**展示文本**:

周教授認為,誕生“群氓”概念的勒龐名作《烏合之眾》,某種程度上體現了作者對於法國大革命及其延宕近一百年之影響的後怕。在1789年大革命爆發之後,法國社會持續上演著民主與專政反復交替的“雙推磨”劇本:從攻打巴士底獄到雅各賓專政到拿破崙加冕再到第三共和國成立......直到布朗熱政變失敗,共和製才算真正確立。

充满血腥的处决现场

《烏合之眾》出版於1895年,周教授認為,勒龐對於“群氓”的梳理,和前一百年的法國社會史,尤其是大革命以來發生的無數血腥暴力事件密不可分。如勒龐提到一個殺死典獄長的例子,一位典獄長被人群推來推去,最後因為踩到一個屠夫的腳而被屠夫以利落的手法殺死。周引用勒龐的話感嘆道,大革命的血腥只會帶來更多的血腥。羅伯斯庇爾和馬拉的死亡,證實了“玩弄刀斧者必死於刀斧”的道理。

古斯塔夫.勒庞及《乌合之众》封面图

群氓與領袖

周晓虹認為,在群氓動力學的討論中,群氓與領袖的關係佔了非常重要的部分。根据勒龐的观点,群體運動中的民眾“就像一堆碼號的磚塊,略經風雨就會坍塌,因為沒有任何東西把他們粘合起來。”而這個粘起他們的角色便是領袖。勒龐还認為,領袖人物之所以可以號召群氓,便是因為他們為大眾提供了堅定的信念或者信仰。正如柏格森所說:“信仰的力量不表現在能使人移山,而在於讓人看不到有山要移。”

在勒龐看来,首領一般會以三種手段影響群氓:1.斷言法,即不理睬任何推理和證據,而為某人或某事做出簡潔有力的斷言;2.重複法,斷言要產生影響,唯有不斷重複;3.傳染法,所有情緒都會像流行病一樣快速傳播,在人們嘯聚成群時尤為如此。

“情緒的快速傳播不僅造就了恐慌等心理的突發性,而且憑藉人類的模仿天性和反复刺激,也使得群氓的行為趨於兩極化。”周曉虹說。

勒龐、馬克思和卡內提理解下的群氓精神

據周曉虹回憶,曾有前輩學者認為勒龐是一個以有色眼光看待群眾運動的精英主義、資產階級式學者,不把人民群眾放在眼裡;但周本人並不認同這種解讀。周認為,勒龐對“群氓”的理解並不限定於某一個階級;在勒龐看來,無論什麼階級,只要聚集成眾,都會表現出衝動而非理性的一面。如勒龐曾在《烏合之眾》中兩次舉到一個例子,講述法國參議院議員因為聚眾開會,有人心血來潮提議將財產分給勞苦大眾,居然得到了周圍達官顯貴的一致附和。由此看出,勒龐對“群氓”的定義不僅局限於基層群眾,也同樣包括其他社會階級。

從理智的個體到無意識的群氓,周曉虹認為,我們必須對其間“心理群氓”的出現有所察覺。對於彌散在社會各處的個體來說,只有首先意識到相互間的一致性,並認同某種集體表徵,也即是在精神層面凝聚為一種“心理群氓”,獲得一種“集體靈魂” ,才可能採取進一步行動,成為現實中組織化的社會群體。

**原始記錄**:
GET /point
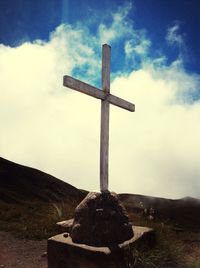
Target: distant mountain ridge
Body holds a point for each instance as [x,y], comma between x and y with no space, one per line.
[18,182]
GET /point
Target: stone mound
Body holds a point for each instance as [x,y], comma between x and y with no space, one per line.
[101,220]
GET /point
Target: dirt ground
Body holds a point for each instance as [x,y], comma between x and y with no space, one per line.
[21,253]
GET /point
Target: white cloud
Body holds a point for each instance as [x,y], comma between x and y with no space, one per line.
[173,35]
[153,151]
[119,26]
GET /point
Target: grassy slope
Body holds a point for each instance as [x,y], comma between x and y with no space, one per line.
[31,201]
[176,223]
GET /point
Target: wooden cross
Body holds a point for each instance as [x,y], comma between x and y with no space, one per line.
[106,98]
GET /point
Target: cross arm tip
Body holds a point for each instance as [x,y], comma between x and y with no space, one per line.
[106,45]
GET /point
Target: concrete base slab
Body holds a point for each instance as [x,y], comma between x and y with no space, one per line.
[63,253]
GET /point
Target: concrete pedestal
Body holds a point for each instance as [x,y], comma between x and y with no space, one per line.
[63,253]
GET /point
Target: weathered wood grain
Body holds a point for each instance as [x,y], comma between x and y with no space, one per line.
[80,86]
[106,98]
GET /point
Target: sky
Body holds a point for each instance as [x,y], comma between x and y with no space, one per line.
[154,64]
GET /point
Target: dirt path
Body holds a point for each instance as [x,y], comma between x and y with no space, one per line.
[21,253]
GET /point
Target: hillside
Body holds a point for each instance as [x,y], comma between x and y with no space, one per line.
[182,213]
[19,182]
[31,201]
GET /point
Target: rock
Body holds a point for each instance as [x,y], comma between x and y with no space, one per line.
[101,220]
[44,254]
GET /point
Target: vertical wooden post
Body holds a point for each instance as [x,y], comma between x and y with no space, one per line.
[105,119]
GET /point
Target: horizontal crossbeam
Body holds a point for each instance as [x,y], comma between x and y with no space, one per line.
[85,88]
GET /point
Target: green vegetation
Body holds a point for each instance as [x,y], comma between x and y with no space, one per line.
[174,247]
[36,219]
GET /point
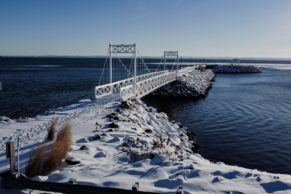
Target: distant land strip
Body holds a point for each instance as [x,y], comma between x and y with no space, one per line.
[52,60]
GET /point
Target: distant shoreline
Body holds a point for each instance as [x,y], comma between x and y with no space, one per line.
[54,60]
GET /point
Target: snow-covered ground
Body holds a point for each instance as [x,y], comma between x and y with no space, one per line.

...

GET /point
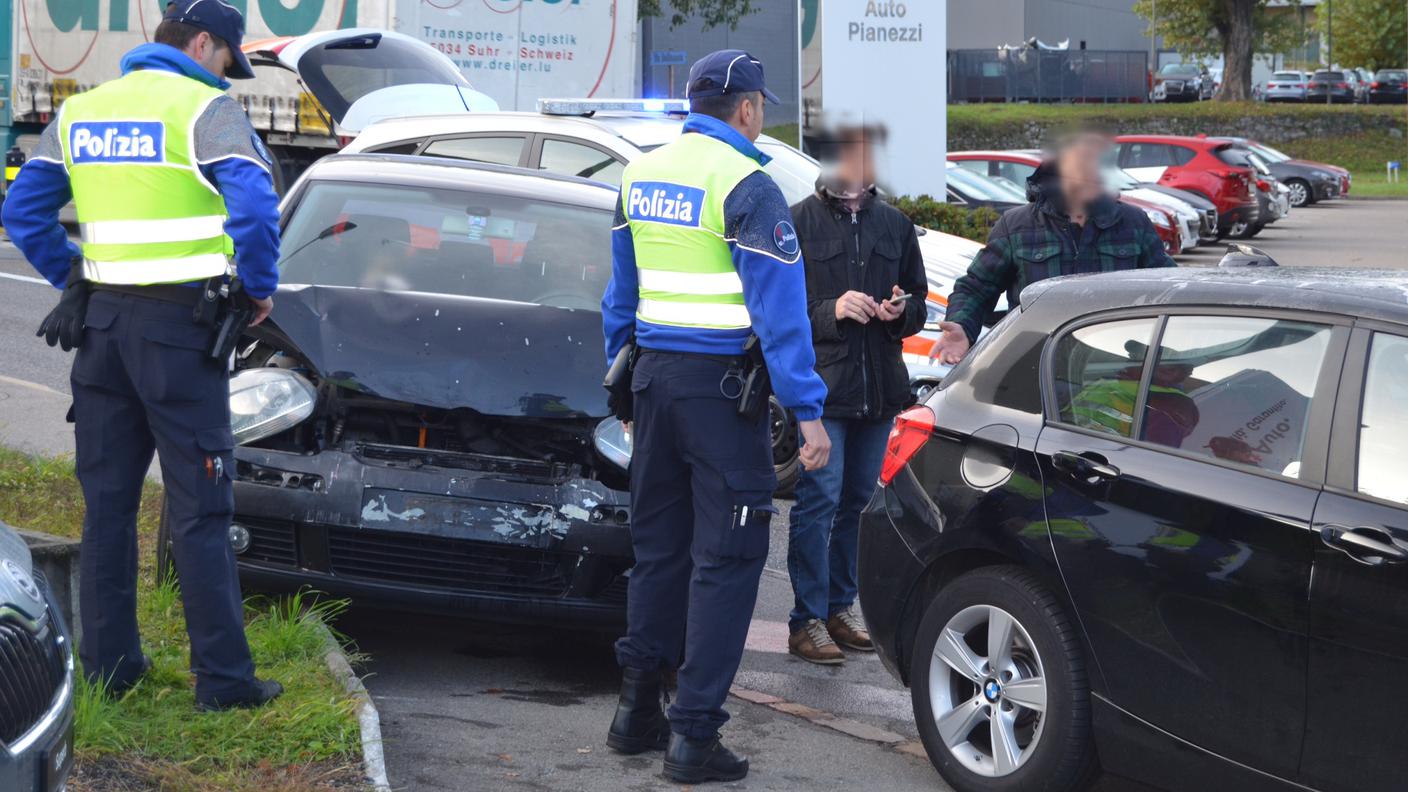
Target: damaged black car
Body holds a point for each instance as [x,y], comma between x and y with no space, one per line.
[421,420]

==

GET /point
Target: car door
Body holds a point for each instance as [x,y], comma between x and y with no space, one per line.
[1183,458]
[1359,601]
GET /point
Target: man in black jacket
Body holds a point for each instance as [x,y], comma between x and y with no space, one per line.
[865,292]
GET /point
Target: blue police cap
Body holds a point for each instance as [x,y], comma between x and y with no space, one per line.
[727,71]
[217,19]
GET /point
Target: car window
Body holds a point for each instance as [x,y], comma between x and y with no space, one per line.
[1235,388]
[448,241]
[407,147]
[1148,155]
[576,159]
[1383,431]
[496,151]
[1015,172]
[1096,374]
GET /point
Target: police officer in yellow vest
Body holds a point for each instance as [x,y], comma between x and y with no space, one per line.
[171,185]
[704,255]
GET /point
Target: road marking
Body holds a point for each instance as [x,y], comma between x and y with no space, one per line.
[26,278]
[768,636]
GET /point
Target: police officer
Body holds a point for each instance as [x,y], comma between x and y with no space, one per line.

**任務**:
依展示文本所述,勒龐認為首領影響群氓的三種手段是什麼?

**最終結果**:
斷言法、重複法和傳染法。